# Task
Edit the lines below by changing "forklift" to "delivery drone" everywhere it appears, keeping everything else the same, and leave the pictures out of your answer.
-*-*-
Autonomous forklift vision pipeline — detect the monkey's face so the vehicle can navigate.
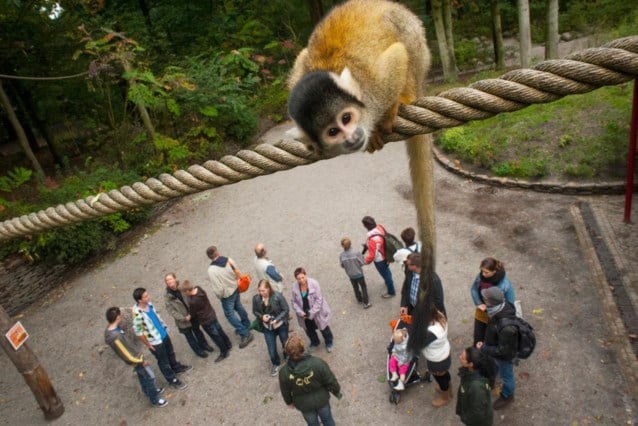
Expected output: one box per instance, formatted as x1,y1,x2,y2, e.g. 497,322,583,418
319,105,368,155
288,68,373,158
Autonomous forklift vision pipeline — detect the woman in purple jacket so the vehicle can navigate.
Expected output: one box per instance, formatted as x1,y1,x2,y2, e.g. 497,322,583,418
292,267,332,352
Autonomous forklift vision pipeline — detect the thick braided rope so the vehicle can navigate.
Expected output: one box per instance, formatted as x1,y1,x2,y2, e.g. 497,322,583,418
0,36,638,241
-*-*-
# In response
Autonomous delivery drone vision pipeline — detect the monkey's face so the vehicle can navigate.
Expected output: one box per instance, formatted as x1,y1,x2,y2, e.g. 497,322,583,418
319,105,368,155
288,68,373,158
Autonomous delivery drone vision pipeline — detect the woman in purple jacket so the vehicle can navigate.
Expected output: one box per instance, formatted as x1,y1,x2,y2, e.g. 497,322,583,418
292,267,332,352
Autonomous delivery drone vision pipeline — detect the thick braided rope so the vehicle can navigate.
Expected output: one box per instance, formatted as x1,y1,x2,y2, e.g. 497,322,583,418
0,36,638,241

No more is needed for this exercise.